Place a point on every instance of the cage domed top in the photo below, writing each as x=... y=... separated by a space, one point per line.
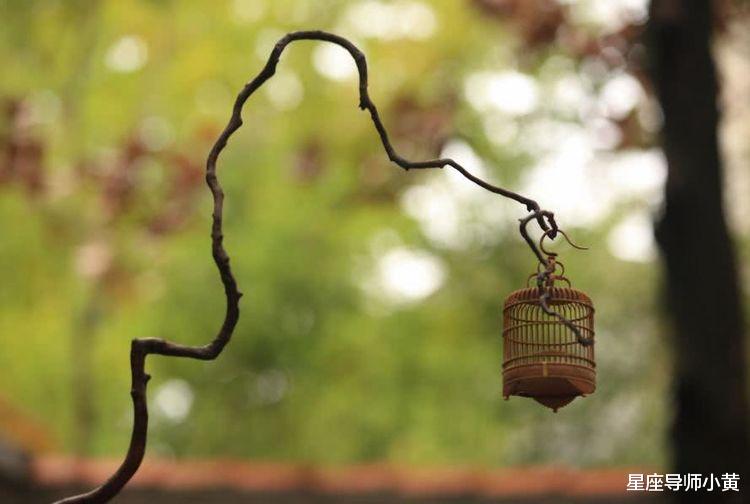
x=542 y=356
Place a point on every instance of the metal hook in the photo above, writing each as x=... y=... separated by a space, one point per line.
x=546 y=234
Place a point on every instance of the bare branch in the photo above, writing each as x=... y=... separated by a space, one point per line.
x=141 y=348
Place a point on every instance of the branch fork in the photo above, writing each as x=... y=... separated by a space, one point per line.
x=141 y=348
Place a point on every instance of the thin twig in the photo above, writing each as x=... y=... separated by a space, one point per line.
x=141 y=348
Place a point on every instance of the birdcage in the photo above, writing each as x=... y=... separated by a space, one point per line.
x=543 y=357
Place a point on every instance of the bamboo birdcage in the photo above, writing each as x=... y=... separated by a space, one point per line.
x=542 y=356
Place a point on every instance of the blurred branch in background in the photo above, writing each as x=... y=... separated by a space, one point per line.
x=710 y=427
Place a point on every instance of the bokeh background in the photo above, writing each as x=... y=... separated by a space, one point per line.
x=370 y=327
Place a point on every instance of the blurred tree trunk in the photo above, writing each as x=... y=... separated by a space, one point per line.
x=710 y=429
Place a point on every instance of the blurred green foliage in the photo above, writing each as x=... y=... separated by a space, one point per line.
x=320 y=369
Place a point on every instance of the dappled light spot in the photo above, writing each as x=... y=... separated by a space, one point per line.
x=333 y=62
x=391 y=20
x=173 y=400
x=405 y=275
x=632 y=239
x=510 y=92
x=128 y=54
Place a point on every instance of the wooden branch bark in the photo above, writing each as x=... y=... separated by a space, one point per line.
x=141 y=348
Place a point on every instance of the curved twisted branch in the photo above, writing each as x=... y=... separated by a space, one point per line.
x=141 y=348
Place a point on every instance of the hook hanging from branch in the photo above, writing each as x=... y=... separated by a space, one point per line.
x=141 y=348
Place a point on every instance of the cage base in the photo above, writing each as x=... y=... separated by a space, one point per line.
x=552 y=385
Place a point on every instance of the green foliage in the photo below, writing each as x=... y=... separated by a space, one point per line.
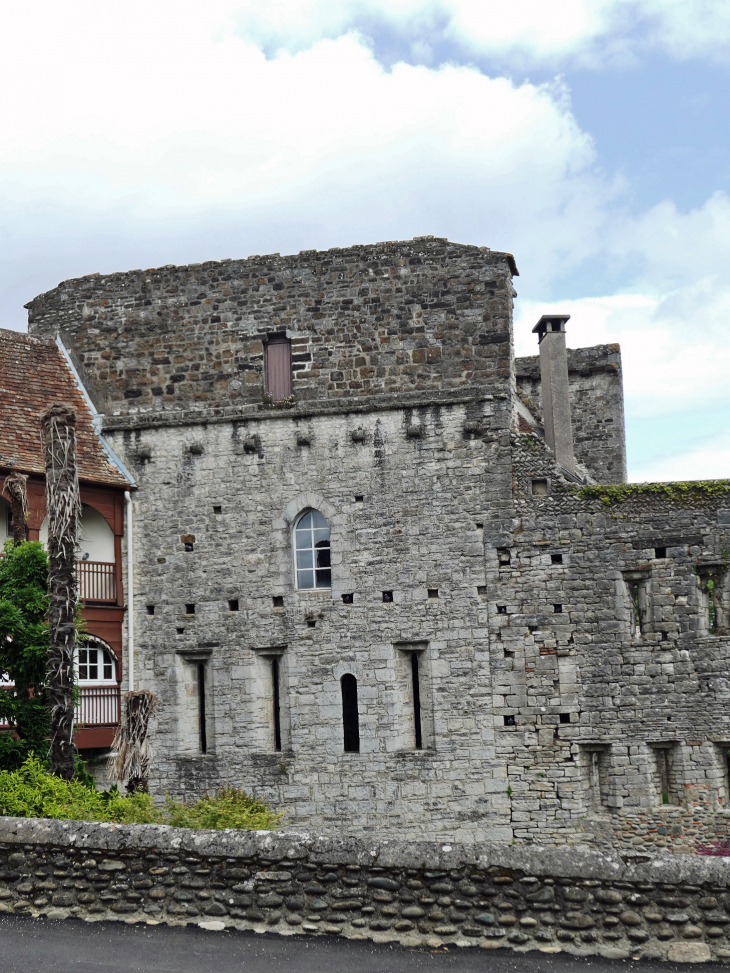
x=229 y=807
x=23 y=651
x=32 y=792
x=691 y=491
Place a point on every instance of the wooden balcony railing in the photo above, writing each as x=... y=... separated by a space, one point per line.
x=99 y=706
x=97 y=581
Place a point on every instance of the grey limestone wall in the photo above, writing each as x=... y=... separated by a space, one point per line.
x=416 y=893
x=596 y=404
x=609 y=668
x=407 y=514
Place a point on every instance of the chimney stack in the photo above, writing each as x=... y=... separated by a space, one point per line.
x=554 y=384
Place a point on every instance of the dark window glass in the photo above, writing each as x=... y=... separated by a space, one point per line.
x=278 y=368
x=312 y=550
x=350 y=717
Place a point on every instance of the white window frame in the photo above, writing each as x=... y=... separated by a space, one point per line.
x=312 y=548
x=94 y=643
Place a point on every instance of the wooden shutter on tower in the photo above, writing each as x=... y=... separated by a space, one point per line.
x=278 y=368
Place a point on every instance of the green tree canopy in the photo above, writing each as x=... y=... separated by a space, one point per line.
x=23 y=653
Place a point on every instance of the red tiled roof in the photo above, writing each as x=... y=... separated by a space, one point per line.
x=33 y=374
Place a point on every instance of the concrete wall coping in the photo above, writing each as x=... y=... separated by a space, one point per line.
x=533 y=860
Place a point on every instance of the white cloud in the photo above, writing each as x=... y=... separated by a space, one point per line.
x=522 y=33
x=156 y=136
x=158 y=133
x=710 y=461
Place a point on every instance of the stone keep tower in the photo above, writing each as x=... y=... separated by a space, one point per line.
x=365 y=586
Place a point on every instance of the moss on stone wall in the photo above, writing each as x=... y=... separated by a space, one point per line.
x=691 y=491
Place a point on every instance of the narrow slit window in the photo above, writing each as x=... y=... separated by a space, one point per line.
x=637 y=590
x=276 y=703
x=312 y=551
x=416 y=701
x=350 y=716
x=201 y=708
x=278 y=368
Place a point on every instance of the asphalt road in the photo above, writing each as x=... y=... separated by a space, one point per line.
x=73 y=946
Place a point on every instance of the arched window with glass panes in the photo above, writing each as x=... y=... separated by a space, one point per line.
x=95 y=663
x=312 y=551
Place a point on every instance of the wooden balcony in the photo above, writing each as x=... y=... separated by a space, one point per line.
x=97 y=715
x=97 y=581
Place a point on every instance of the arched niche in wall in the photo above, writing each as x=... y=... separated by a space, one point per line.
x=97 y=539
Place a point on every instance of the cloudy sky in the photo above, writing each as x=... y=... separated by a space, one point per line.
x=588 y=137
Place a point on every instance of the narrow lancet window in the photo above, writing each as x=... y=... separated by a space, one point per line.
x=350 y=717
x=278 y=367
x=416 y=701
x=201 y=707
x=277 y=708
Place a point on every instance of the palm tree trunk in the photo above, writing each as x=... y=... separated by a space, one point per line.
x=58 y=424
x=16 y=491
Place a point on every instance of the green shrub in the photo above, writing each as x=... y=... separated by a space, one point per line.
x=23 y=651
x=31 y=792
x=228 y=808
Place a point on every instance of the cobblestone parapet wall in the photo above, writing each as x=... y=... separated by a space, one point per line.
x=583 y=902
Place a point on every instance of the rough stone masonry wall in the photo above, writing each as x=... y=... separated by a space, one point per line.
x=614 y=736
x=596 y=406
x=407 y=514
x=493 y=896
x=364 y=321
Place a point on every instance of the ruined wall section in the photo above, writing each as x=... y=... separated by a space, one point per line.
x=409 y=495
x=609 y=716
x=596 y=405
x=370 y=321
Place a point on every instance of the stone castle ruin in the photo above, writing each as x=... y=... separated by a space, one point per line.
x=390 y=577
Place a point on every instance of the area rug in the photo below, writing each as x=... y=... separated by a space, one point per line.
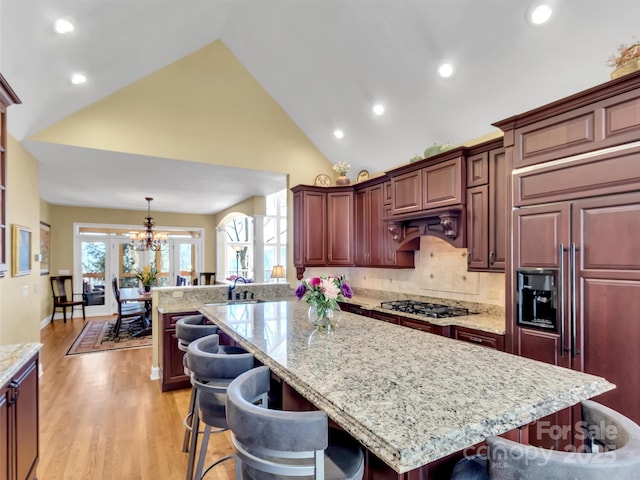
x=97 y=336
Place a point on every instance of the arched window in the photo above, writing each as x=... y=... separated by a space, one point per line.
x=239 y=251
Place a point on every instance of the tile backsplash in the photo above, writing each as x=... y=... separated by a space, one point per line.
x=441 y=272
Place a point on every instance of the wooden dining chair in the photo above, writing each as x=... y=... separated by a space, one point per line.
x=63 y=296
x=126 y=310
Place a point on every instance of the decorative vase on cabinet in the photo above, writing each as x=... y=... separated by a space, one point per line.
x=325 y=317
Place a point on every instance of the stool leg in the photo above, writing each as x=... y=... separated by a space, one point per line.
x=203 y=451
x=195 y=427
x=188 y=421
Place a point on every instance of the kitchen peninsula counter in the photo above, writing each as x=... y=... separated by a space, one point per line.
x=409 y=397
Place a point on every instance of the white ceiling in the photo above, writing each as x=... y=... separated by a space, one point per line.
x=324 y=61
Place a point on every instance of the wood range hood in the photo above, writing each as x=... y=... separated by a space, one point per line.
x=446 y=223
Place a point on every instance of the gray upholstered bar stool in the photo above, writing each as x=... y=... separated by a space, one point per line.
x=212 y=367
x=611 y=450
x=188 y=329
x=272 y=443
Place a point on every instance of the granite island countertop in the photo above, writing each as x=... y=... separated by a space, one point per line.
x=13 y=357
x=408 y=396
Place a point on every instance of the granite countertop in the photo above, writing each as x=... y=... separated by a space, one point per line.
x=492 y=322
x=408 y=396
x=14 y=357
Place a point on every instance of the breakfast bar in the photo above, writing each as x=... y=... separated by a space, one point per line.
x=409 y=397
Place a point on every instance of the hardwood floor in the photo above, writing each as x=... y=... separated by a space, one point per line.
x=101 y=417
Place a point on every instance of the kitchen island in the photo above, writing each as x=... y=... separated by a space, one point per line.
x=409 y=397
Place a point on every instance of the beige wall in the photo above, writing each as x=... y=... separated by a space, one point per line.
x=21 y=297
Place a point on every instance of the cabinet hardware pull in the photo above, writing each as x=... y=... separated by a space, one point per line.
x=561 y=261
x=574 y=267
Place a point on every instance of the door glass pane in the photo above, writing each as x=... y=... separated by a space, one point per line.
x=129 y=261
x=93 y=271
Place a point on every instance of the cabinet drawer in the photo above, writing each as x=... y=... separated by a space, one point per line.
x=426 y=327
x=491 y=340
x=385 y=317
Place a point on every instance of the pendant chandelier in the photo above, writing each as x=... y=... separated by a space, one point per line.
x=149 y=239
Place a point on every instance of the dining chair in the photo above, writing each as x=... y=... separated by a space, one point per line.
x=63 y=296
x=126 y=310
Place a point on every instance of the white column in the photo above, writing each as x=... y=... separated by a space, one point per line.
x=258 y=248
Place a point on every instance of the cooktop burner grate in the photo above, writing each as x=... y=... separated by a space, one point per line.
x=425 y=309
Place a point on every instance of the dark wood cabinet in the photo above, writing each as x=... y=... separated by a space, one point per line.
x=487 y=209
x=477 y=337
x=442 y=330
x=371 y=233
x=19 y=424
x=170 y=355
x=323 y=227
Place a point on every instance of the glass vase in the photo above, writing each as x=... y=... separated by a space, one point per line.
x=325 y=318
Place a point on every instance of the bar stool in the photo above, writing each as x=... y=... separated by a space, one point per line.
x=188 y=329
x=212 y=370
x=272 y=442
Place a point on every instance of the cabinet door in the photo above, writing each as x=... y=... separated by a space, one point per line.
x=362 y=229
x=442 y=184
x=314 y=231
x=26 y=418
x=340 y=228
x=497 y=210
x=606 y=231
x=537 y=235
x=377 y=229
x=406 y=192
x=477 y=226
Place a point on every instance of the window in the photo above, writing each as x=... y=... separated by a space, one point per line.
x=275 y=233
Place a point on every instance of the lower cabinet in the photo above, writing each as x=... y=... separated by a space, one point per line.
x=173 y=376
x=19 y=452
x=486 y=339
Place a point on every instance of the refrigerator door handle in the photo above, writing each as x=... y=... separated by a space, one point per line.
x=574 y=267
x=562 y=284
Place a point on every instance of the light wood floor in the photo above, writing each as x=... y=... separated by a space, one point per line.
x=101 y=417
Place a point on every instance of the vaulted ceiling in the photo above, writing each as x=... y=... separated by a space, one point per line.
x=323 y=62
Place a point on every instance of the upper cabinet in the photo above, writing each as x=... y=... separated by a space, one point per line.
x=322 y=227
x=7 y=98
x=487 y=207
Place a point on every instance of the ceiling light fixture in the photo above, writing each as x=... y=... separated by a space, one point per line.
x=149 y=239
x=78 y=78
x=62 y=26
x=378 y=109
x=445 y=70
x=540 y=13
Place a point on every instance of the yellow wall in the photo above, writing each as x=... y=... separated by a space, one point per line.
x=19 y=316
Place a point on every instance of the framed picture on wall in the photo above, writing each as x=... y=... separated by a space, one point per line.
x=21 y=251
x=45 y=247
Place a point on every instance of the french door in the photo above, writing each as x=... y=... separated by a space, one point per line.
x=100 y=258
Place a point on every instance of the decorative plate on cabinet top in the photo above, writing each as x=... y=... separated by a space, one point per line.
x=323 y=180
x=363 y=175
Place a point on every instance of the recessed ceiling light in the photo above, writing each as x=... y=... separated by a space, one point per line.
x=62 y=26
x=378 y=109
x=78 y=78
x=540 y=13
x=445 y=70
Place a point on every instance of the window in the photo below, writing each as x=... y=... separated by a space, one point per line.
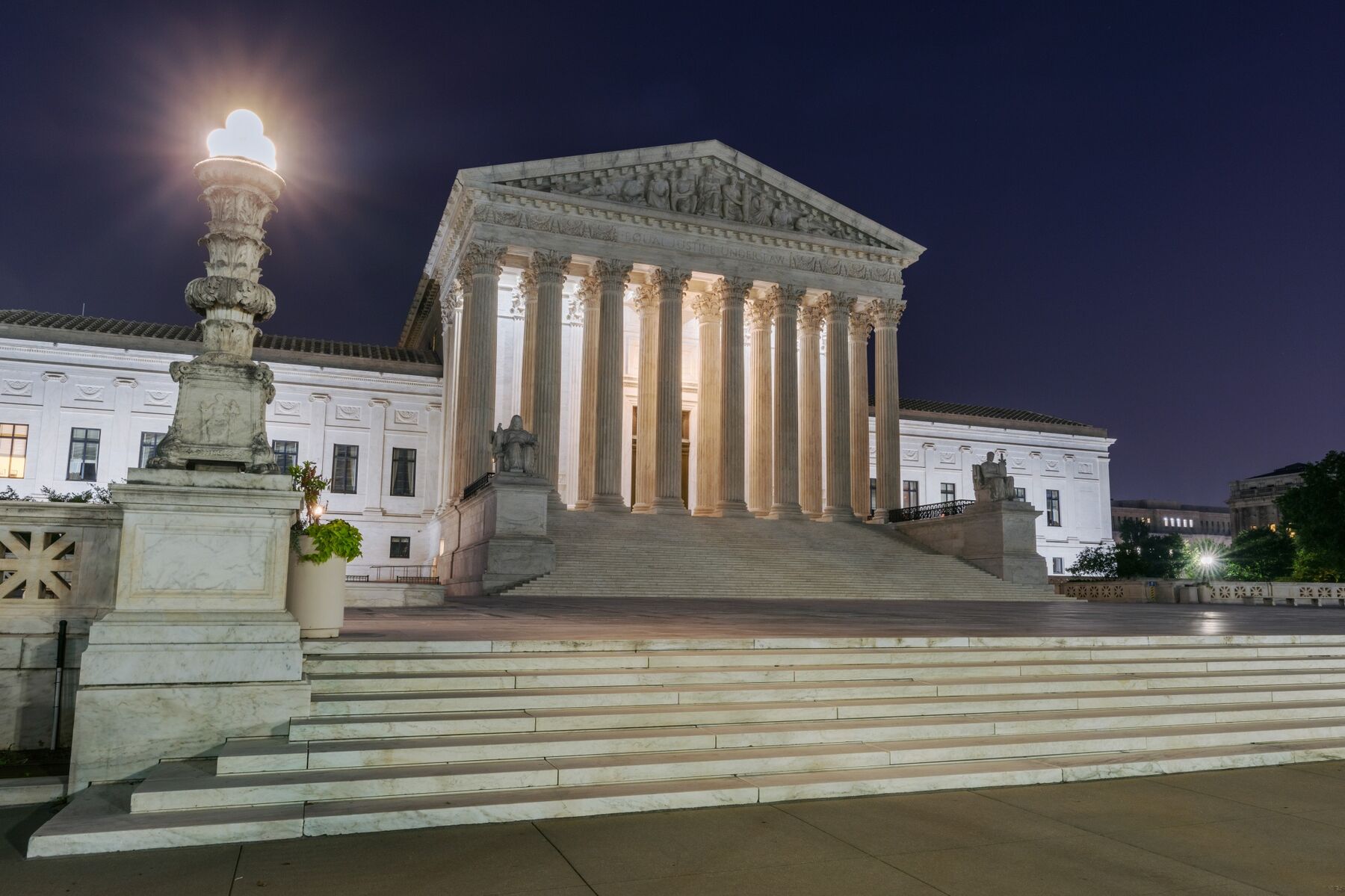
______________________________
- **To do**
Set down nothing but the lines from the one containing "Place a point on every instance of the french" to the final line above, both included, with every picture left out.

- **Solution**
Place a point on every instance of the french door in the photo above, writing each as x=... y=... separated by a space, one point per line.
x=100 y=258
Place a point on every instance of the decorative plate on cabinet top in the photo above, writing each as x=... y=... separated by a space, one point per line.
x=323 y=180
x=363 y=175
Place a point on every instance of the recessed ceiling light in the photo above, writing each as x=... y=... separated by a space, one point per line.
x=62 y=26
x=378 y=109
x=78 y=78
x=540 y=13
x=445 y=70
Place a point on every instance of the window in the photo below, writing each as x=... y=... separated by a space, one point per line.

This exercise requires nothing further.